> **Aufgabenstellung**: Können Sie bitte sagen, in welchem Jahr der Verein zur Ausschmückung und Herstellung der Marienburg laut dem Auszug gegründet wurde?

> **Bereitgestellter Auszug**:
Die Wiederherstellung der Marienburg. Es war im Jahre 1881, als der nunmehr verstorbene Dr. Marschall in der „Gartenlaube“ einen Artikel veröffentlichte, welcher in beredten Worten die Wiederherstellung des Hochschlosses der Marienburg, des von dem Deutschen Orden errichteten Monumental-Baues, als eine Ehrenschuld der deutschen Nation hinstellte. Und dieser Ruf ist nicht ungehört verklungen. Man ist sich der Ehrenschuld bewußt geworden, die alte ehrwürdige Burg gilt nicht mehr als „formloser Steinhaufen“, sondern aus den Trümmern und Schuttmassen, aus den verwitterten Mauern mit ihren Magazinluken ersteht nun langsam ein Phönix mittelalterlicher Baukunst, der in seiner Pracht und Schönheit einzig dasteht. – Der Verein zur Ausschmückung und Herstellung der Marienburg, welcher seit seiner Gründung im Jahre 1879 eifrig und thatkräftig bestrebt war, das große Werk zu fördern, hat bekanntlich die staatliche Genehmigung zu einer großen Lotterie erwirkt, deren Ertrag die Erfüllung der Ehrenpflicht in nahe Aussicht stellt. Wahrlich zu den schönsten Hoffnungen berechtigen uns die Restaurirungspläne, welche der mit dieser Arbeit betraute Regierungsbaumeister Steinbrecht in einer kürzlich veröffentlichten Broschüre bekannt machte. Nach seiner Aussage existirt kein zweiter Bau aus jener Zeit, der einerseits diesem an Schönheit, Größe und Gediegenheit gleichkommt und andererseits so getreu historisch wieder hergestellt werden kann. Die Forschungsresultate haben derartig feste und unwiderlegbare Anhaltspunkte über die frühere architektonische Beschaffenheit des Bauwerks gegeben, daß das stolze „hohe Haus“ ganz in seiner alten Würde neu erstehen wird. T. S.

> **Bereitgestellte Angaben**:

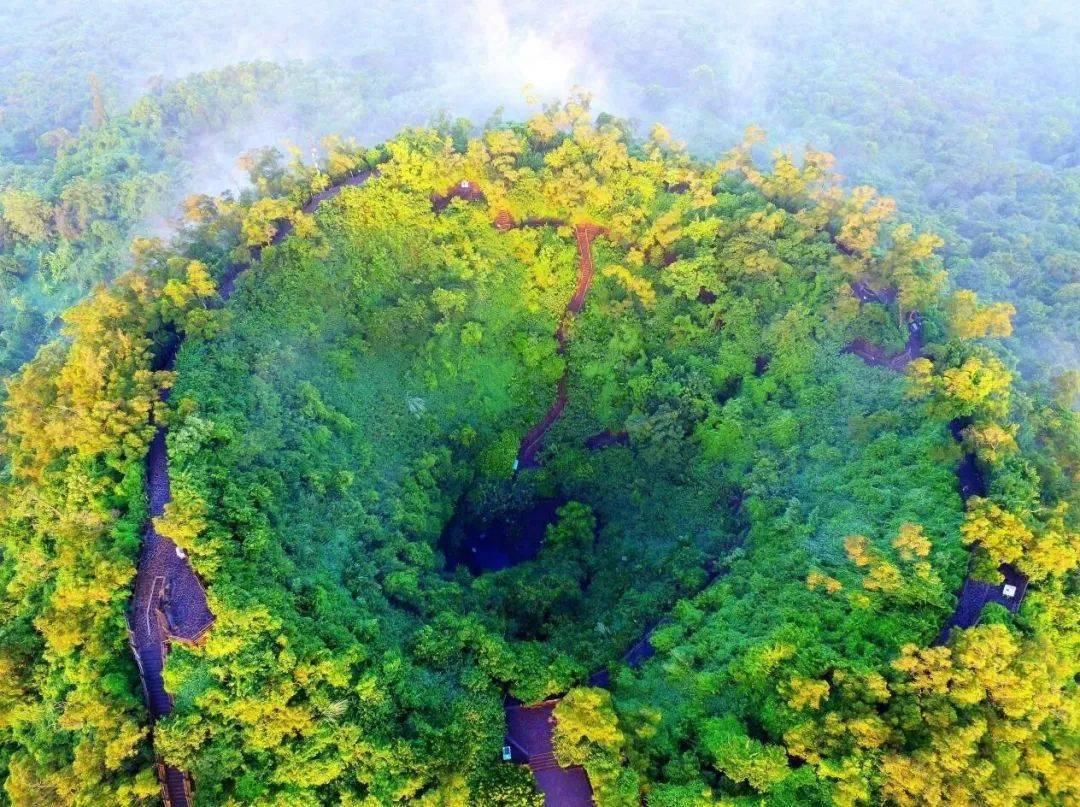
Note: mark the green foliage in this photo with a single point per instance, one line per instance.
(792, 511)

> **Gelöste Aufgabe**: Im Jahr 1879.